Check your understanding ::
1. In the essay on surrogacy below, how many other women may a surrogate share a dormitory with in fertility clinics that use surrogate houses?
2. Translate this sentence from the essay on surrogacy into Spanish: "Families may be allowed to visit as seldom as once a month."

These words are from Margaret Atwood’s novel “The Handmaid’s Tale." They are spoken by Offred, a woman whose sole value in her dystopian society is her ability to bear children. I read this book recently for school and my class discussed the awfulness of the imaginary Offred's objectification for child-bearing. For women in the surrogate houses of India, however, the fate of Atwood's handmaids is disturbing close to reality. Thousands of women around the world are used as “two-legged wombs” when they are paid to be mother surrogates.

Surrogacy of itself can be a wonderful thing for couples who dream of having children. But the ethical and legal complexities of a pregnant woman not being the mother of a fetus too often result in the dehumanization of women and children. These problems exist in the US and are presented in the Center for Bioethics and Culture’s (CBC) documentary “Breeders: A Subclass of Women?” Surrogacy is most disturbing, however, in the countries of Southeast Asia like India, Thailand, Laos, and Cambodia where commercial surrogacy is legal (some of these countries are banning surrogacy for foreign couples, but domestic surrogacy is still legal).

In India, mother surrogacy is an attractive option for women in poverty since even India’s baseline surrogacy prices can provide women 400,000 rupees, which would take years to earn with an average monthly wage. This aspect is also motivating for the couples who are "renting a womb" since they believe they are ending a woman's poverty.

The go-between fertility clinics, however, often take advantage of the surrogate mothers. According to the Centre for Social Research of New Delhi, many surrogate mothers are paid less than promised and deceived about procedures. Some couples pay for multiple surrogates and then abort the “less viable fetuses,” but the surrogate mothers are told they have had a miscarriage and are not given money. As the director of this research, Manasi Mishra, said, “The pregnancy is precious. The mother is not.” The surrogate mothers have become Atwood’s “two-legged wombs" or "sacred vessels.”

In fertility clinics that use surrogate houses, women stay in dormitories for nine months with as many as 100 other women. Their exercise and food are monitored. Families may be allowed to visit as seldom as once a month. Women are further objectified by the catalogs set up by fertility clinics from which couples can select. Even in the best of fertility clinics, many women are emotionally traumatized by the experience of giving up the baby they carried for nine months.

The surrogate mothers all agreed that they only became surrogates because they needed the money. "That's why we [did] this," says 24-year-old Vasanti from Gujarat, India. But she adds, "not in my entire life do I want my daughter to be a surrogate mother."

Recorded information ::
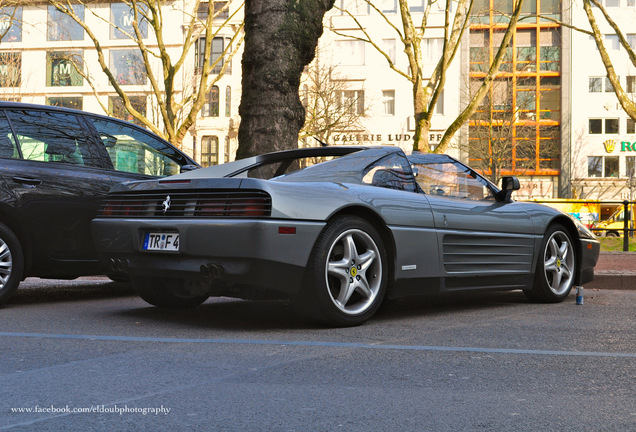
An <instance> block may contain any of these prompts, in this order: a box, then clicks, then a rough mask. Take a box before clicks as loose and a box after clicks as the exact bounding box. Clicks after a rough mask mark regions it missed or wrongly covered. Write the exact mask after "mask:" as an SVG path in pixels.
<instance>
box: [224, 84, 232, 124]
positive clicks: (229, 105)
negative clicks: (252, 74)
mask: <svg viewBox="0 0 636 432" xmlns="http://www.w3.org/2000/svg"><path fill="white" fill-rule="evenodd" d="M225 117H232V87H230V86H227V87H225Z"/></svg>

Task-by-task answers ::
1. As many as 100 other women.

2. Puede que a las familias solo se les permita visitar una vez al mes.